§ **Dataset entries about object locations**
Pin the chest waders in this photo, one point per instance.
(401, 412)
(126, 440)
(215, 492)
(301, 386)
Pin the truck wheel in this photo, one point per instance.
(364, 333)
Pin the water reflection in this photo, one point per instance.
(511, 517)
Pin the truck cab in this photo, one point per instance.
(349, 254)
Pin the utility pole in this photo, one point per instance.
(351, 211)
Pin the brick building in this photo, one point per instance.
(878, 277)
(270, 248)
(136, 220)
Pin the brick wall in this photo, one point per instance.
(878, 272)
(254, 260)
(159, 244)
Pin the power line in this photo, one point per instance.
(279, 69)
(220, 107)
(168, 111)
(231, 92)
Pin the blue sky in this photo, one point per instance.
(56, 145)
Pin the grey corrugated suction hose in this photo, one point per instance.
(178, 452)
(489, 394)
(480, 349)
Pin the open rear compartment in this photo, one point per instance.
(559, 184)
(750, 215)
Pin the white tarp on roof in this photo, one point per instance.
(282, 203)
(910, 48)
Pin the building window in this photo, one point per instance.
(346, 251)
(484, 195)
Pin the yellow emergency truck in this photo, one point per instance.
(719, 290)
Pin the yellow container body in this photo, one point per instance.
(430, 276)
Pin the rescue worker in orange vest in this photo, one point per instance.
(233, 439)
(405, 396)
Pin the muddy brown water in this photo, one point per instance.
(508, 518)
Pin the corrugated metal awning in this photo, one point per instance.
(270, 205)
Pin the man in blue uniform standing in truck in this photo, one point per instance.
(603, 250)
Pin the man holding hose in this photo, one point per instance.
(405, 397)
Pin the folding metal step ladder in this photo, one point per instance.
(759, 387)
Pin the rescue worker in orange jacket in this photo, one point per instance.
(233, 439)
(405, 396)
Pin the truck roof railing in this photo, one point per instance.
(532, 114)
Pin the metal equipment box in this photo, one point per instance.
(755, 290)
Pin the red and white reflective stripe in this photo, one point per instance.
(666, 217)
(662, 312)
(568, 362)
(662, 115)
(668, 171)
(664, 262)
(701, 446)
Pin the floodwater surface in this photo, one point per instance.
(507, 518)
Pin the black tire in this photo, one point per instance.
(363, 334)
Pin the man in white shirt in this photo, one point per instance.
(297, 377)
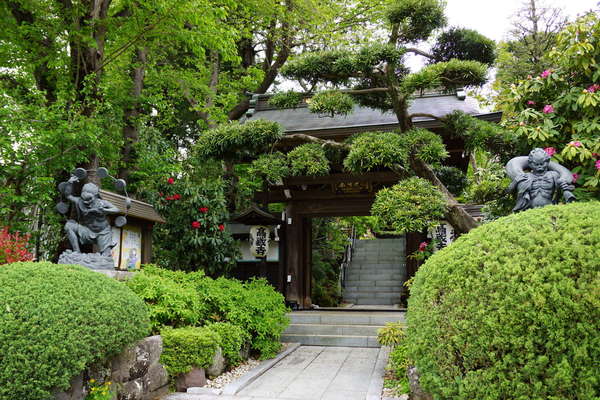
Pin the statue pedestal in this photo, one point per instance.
(94, 261)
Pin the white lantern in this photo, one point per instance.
(259, 241)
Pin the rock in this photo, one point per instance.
(416, 393)
(134, 362)
(89, 260)
(156, 378)
(218, 365)
(195, 378)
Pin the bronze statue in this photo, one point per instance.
(90, 224)
(541, 185)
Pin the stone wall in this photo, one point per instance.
(136, 373)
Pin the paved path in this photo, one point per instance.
(317, 373)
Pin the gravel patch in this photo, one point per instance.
(220, 381)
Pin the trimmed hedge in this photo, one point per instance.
(180, 299)
(57, 319)
(512, 309)
(186, 348)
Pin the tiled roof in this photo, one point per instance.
(300, 119)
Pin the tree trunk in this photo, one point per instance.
(460, 220)
(131, 134)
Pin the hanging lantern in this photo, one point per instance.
(259, 241)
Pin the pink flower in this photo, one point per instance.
(548, 108)
(593, 88)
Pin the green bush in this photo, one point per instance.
(512, 309)
(179, 299)
(186, 348)
(232, 338)
(391, 334)
(58, 319)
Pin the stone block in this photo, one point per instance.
(217, 366)
(195, 378)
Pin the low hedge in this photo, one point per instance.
(512, 309)
(58, 319)
(179, 299)
(186, 348)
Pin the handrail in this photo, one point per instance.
(348, 252)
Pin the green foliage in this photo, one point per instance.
(193, 236)
(372, 151)
(511, 309)
(238, 141)
(273, 167)
(412, 205)
(289, 99)
(391, 334)
(253, 306)
(416, 19)
(308, 159)
(464, 44)
(331, 103)
(425, 145)
(448, 75)
(172, 298)
(453, 178)
(58, 319)
(559, 108)
(188, 348)
(232, 338)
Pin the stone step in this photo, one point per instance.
(339, 330)
(332, 340)
(345, 317)
(372, 302)
(375, 283)
(379, 276)
(366, 291)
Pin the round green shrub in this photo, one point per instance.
(186, 348)
(57, 319)
(512, 309)
(232, 338)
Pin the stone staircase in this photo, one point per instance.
(376, 273)
(338, 328)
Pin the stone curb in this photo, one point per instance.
(376, 384)
(250, 376)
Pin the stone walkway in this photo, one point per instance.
(316, 373)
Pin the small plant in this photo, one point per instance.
(13, 247)
(425, 250)
(391, 335)
(100, 391)
(186, 348)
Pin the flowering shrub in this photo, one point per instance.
(194, 235)
(560, 109)
(13, 247)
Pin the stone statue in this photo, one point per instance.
(90, 224)
(541, 185)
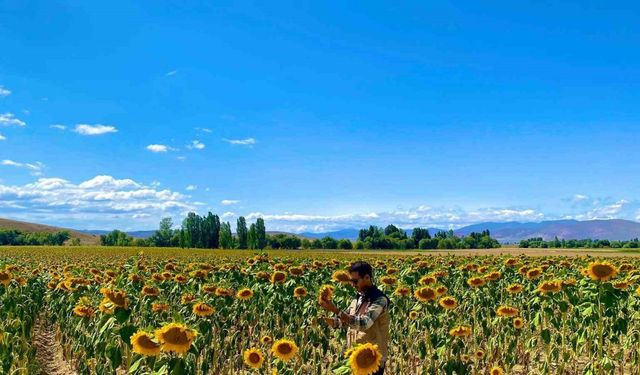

§ **EXERCISE REQUIREMENTS**
Select every line of the entries above that contains the word "building", and copy each one. Matching is case-sensitive.

§ **REPLY**
Pin the brick building in this photo, one point per instance.
Pin the building window in this photo, one point per instance.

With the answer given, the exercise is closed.